**** SUPPLIED PASSAGE

Therapeutic potential of AMPK activators for correction of mitochondrial fatty acid ß-oxidation disorders. – THERABETAOX

Inborn enzyme defects of fatty acid ß-oxidation (FAO) form a group of genetic disorders associated to life-threatening pediatric presentations, or to milder phenotypes with later onset and severity. Advances in diagnosis revealed a large number of disease-causing genes , and a continuous increase in the number of patients. However, little progress was made in their treatment. In recent years, our group demonstrated that a target-based pharmacological strategy could result in up-regulation of deficient enzyme activity, and could be successful for correction of some FAO disorders. In line with this, the aim of this project is, based on their presumed mechanism of action, to screen new candidate molecules for the therapy of inborn FAO disorders.
AMPK (AMP activated protein kinase) is considered to be a key energy sensor of the cells activated by all metabolic stress conditions that generate an increase in the AMP/ATP ratio.
Given the central role of AMPK in energy metabolism, it was identified as a valuable therapeutic target for the treatment of several diseases like type II diabetes or obesity. In recent years, academic laboratories and pharmaceutical companies have studied the effects of many direct or indirect activators of AMPK in the field of common diseases. We hypothesize that the AMPK signaling pathway could be a highly relevant system in our research of new therapeutic targets for the treatment of FAO disorders. In line with this, our project aims at investigating if AMPK activators could represent candidate molecules for correction of FAO disorders in a large panel of deficient patients’ fibroblasts.
Cells: Control or patient fibroblasts. This project will benefit of the large cells repository and the expertise on FAO-deficiency of the service of Biochemistry (Bicêtre Hospital): we will test around 100 FAO-deficient fibroblasts.
Compounds: We will study the effects of drugs, and of experimental (collaboration with GlaxoSmithKline) or natural compounds, considered as direct or indirect activators of AMPK.
Methods: To address theses issues we will use various pharmacological approaches previously developed in our group. The initial readout for the effects of tested compounds will be the measurement of tritiated palmitate oxidation capacities, according to a standardized assay routinely used in our group. We will also analyze by western-blot the possible changes in FAO protein levels to determine if pharmacological improvements are due to increases in mutated protein level, as anticipated. Finally, quantification of mRNA levels of FAO genes will be performed to determine if the various compounds do act at the level of gene expression.

********
**** RECORD SET

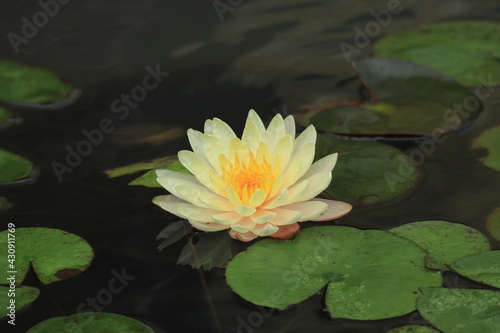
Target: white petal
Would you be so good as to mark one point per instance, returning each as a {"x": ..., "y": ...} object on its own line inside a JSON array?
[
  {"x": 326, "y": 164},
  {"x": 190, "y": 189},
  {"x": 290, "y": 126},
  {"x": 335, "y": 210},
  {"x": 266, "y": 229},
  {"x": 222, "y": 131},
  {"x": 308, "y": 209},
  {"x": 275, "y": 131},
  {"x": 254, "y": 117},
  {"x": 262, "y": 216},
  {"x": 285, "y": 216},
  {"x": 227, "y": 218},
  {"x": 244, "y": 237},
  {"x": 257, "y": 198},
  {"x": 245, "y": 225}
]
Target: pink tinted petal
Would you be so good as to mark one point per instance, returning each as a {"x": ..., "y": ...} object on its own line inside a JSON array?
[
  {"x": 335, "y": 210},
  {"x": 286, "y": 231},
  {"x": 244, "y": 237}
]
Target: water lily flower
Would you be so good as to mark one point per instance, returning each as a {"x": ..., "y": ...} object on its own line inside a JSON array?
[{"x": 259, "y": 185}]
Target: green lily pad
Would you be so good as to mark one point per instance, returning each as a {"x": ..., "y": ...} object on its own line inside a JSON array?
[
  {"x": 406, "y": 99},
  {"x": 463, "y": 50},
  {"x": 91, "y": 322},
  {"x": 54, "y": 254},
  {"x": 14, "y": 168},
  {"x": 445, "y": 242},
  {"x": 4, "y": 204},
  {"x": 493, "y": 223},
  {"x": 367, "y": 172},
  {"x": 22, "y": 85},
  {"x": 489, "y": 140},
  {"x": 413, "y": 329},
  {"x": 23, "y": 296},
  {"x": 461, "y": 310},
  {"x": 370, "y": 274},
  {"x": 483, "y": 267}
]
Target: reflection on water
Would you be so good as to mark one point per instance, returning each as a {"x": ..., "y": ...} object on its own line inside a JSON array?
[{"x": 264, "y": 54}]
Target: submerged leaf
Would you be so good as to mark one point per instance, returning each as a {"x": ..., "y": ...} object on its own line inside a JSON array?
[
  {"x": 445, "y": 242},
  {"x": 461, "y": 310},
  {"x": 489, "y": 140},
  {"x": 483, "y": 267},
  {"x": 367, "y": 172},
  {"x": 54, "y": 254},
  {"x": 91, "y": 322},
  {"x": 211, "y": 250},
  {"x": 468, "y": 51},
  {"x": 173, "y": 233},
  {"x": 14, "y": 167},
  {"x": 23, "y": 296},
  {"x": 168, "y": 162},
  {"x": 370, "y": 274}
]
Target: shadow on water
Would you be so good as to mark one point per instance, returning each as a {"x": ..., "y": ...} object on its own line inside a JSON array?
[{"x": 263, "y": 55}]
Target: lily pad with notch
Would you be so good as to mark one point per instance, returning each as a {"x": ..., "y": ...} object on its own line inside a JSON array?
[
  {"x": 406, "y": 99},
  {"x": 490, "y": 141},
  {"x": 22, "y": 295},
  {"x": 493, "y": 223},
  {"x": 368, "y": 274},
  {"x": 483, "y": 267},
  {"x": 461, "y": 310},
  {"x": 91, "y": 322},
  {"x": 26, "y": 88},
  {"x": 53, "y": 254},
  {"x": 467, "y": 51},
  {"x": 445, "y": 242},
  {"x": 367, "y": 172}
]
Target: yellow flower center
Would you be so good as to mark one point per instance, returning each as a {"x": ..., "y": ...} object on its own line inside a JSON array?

********

According to the project summary on AMPK activators for fatty acid ß-oxidation disorders, why will the researchers analyze FAO protein levels by western-blot? You won't need the records for this.

They want to find out whether any improvements the compounds bring about come from higher levels of the mutated protein. The summary says this is what they expect.